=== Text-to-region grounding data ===
################

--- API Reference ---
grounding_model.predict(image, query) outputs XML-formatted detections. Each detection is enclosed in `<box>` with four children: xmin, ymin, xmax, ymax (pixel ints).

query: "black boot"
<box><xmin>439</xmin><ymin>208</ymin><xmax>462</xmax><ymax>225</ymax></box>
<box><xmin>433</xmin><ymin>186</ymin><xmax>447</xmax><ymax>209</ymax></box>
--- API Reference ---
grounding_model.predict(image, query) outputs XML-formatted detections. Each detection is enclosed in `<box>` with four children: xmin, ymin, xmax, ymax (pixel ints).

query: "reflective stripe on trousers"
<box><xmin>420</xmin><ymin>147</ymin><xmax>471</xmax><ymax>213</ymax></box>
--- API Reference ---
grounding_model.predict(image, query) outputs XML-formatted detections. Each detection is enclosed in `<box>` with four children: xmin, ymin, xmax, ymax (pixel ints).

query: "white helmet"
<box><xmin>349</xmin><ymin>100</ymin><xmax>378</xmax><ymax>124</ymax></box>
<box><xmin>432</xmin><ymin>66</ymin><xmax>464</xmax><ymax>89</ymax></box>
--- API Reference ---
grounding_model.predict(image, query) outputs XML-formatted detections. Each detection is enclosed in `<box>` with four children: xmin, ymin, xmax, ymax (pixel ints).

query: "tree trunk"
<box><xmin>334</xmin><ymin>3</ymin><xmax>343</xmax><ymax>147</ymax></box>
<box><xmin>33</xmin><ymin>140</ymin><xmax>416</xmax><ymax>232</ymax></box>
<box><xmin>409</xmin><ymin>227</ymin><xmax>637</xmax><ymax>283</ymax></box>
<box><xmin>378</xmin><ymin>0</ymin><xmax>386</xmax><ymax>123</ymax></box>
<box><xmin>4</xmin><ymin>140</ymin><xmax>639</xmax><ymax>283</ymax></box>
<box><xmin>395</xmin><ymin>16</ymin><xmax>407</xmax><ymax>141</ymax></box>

################

=== TASK DESCRIPTION ===
Print the data in full, with each line exactly as given.

=== TASK SOLUTION ===
--- API Reference ---
grounding_model.predict(image, query) outputs XML-formatted detections. Each detection is enclosed in `<box>` with four children: xmin, ymin, xmax, ymax (pixel ints).

query: "black boot"
<box><xmin>439</xmin><ymin>208</ymin><xmax>462</xmax><ymax>225</ymax></box>
<box><xmin>433</xmin><ymin>186</ymin><xmax>447</xmax><ymax>209</ymax></box>
--- API Reference ---
grounding_model.predict(image, query) outputs XML-formatted detections. Each detection is enclosed in `<box>` with four children: xmin, ymin, xmax, ymax (pixel ints).

query: "reflective stripe on trousers"
<box><xmin>420</xmin><ymin>147</ymin><xmax>471</xmax><ymax>213</ymax></box>
--- API Reference ---
grounding_model.predict(image, query) outputs XML-formatted detections. Each detection is enclosed in `<box>` with four children: xmin, ymin, xmax, ymax (pixel ints).

query: "white helmet"
<box><xmin>349</xmin><ymin>100</ymin><xmax>378</xmax><ymax>124</ymax></box>
<box><xmin>432</xmin><ymin>66</ymin><xmax>464</xmax><ymax>89</ymax></box>
--- API Reference ---
grounding_model.predict(image, query) outputs XML-formatted detections. Each detection is enclosed in `<box>` with four children: xmin, ymin, xmax, ymax (pixel ints).

query: "tree trunk"
<box><xmin>334</xmin><ymin>3</ymin><xmax>343</xmax><ymax>147</ymax></box>
<box><xmin>33</xmin><ymin>140</ymin><xmax>416</xmax><ymax>232</ymax></box>
<box><xmin>409</xmin><ymin>227</ymin><xmax>637</xmax><ymax>283</ymax></box>
<box><xmin>378</xmin><ymin>0</ymin><xmax>386</xmax><ymax>123</ymax></box>
<box><xmin>4</xmin><ymin>140</ymin><xmax>639</xmax><ymax>283</ymax></box>
<box><xmin>395</xmin><ymin>16</ymin><xmax>407</xmax><ymax>141</ymax></box>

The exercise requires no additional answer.